[Данные, извлечённые из коллекции]
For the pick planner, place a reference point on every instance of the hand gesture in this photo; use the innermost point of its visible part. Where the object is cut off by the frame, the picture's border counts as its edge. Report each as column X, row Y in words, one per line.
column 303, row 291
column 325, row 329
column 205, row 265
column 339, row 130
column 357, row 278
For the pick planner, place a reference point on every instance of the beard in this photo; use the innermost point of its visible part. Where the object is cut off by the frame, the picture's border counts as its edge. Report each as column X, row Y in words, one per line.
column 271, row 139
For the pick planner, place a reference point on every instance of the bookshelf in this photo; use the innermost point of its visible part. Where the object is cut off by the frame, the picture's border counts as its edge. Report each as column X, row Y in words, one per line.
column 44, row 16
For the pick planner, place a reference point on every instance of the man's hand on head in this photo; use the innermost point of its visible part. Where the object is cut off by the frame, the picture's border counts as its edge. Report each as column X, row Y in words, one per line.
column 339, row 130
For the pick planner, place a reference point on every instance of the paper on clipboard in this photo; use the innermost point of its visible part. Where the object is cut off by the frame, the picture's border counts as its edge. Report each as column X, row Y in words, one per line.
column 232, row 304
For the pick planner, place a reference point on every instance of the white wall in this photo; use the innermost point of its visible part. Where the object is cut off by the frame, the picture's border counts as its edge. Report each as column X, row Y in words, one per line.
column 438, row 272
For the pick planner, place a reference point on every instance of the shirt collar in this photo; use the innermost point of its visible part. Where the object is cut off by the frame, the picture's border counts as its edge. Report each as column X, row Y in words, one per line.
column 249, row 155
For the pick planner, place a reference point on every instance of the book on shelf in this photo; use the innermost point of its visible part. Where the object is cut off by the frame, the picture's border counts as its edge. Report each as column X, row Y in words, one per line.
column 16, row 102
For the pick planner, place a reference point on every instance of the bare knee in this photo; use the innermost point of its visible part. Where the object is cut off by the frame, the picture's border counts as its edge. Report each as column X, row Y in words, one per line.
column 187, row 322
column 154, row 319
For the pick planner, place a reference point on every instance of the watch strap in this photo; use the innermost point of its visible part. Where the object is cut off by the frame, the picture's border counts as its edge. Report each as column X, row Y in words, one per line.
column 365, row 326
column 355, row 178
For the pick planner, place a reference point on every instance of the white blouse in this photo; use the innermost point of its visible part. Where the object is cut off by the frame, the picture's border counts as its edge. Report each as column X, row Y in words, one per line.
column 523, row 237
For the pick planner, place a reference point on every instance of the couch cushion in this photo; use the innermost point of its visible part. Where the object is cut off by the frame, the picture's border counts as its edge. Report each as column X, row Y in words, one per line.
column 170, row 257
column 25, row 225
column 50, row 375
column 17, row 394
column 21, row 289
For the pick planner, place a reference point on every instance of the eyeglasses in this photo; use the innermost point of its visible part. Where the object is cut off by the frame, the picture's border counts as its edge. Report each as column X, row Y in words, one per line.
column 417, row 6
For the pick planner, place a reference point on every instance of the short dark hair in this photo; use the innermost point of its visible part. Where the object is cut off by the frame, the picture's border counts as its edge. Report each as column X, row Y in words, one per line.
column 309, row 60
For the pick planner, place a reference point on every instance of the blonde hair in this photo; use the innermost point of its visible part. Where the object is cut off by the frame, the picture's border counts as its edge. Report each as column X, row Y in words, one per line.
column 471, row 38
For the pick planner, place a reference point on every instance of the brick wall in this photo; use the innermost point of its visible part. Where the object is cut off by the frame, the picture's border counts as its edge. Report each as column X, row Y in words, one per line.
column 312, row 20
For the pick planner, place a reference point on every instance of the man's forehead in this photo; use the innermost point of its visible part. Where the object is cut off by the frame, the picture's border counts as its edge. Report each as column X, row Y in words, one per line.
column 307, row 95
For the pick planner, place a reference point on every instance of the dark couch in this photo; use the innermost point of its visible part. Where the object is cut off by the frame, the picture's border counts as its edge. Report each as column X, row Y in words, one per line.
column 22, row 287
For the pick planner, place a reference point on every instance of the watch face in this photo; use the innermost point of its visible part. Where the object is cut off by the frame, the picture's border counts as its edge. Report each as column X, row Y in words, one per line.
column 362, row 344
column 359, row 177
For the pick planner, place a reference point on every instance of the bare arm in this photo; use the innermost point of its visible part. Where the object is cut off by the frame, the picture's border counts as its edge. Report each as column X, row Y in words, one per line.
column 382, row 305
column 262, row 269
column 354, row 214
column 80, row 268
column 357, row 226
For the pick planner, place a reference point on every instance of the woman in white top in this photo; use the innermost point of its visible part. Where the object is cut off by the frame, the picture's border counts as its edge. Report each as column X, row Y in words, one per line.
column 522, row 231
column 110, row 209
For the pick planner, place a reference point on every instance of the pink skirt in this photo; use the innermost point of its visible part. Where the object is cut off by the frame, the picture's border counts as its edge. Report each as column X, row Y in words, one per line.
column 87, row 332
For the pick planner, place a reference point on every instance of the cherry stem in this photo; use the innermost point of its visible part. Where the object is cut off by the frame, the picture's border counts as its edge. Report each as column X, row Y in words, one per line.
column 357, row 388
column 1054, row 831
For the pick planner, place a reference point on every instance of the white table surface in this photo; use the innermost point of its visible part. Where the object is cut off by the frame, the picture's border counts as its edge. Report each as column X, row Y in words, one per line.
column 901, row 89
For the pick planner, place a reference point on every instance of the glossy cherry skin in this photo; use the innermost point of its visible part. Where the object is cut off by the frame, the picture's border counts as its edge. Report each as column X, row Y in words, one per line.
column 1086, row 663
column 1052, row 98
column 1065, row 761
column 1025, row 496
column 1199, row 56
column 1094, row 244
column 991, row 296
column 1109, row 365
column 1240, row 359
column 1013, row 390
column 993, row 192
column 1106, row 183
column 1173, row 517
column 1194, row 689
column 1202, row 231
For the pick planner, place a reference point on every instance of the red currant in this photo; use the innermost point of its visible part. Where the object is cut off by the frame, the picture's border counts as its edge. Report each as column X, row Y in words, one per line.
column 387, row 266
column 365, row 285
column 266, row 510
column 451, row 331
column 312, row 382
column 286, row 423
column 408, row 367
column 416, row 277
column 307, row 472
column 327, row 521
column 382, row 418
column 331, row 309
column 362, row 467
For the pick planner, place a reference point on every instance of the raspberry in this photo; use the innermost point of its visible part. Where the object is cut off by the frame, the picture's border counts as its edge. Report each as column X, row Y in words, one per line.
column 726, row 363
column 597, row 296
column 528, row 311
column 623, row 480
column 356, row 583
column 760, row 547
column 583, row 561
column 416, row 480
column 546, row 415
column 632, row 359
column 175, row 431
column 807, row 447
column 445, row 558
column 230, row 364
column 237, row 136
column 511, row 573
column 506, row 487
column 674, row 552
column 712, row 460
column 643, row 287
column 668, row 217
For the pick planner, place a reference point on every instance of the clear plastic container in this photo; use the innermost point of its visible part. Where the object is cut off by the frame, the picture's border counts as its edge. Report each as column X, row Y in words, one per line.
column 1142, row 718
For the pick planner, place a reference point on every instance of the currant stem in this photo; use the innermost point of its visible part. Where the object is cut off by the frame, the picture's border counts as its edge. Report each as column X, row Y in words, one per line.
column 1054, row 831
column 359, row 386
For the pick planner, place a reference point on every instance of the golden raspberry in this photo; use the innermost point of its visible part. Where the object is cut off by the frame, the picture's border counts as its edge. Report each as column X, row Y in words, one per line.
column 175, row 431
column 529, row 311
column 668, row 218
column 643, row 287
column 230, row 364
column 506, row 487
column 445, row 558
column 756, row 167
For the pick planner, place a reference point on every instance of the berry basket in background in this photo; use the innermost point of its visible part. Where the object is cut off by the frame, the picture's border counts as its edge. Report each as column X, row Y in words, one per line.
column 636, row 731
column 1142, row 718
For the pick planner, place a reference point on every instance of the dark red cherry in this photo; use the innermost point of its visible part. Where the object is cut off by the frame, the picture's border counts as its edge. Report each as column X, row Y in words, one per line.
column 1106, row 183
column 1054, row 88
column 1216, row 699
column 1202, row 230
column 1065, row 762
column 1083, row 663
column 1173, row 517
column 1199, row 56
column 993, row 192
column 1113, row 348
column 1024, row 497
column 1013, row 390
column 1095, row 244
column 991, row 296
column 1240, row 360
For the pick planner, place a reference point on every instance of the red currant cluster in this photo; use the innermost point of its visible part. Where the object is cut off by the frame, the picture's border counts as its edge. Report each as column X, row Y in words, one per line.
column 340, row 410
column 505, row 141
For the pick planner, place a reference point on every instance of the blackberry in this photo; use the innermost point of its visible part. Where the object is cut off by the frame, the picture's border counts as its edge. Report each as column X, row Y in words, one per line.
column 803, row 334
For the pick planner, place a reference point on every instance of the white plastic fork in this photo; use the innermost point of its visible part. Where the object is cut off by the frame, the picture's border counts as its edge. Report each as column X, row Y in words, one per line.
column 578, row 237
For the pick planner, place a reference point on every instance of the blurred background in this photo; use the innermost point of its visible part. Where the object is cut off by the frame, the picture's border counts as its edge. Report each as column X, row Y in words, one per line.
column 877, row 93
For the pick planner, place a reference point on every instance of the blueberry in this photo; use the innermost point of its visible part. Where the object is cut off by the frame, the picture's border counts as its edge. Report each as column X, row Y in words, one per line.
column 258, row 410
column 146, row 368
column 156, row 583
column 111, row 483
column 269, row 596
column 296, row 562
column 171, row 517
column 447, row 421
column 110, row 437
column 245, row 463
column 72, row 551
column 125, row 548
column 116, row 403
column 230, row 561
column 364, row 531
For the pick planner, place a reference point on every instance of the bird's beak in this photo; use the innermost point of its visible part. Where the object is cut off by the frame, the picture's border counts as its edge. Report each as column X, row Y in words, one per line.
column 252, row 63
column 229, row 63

ЗАДАНИЕ =>
Оформите как таблицу Markdown строки материала от строки, содержащей «of the bird's», до конца материала включительно, пропустив пустые строки. В столбце «Номер» укажите порядковый номер, а в столбце «Строка материала» поместите саму строку.

РЕЗУЛЬТАТ УПРАЖНЕНИЯ =>
| Номер | Строка материала |
|---|---|
| 1 | For the pick planner, place a reference point on every instance of the bird's beak in this photo; use the innermost point of its visible part. Where the object is cut off by the frame, the picture's border counts as its edge. Report each as column X, row Y in words, one per line. |
| 2 | column 252, row 63 |
| 3 | column 229, row 63 |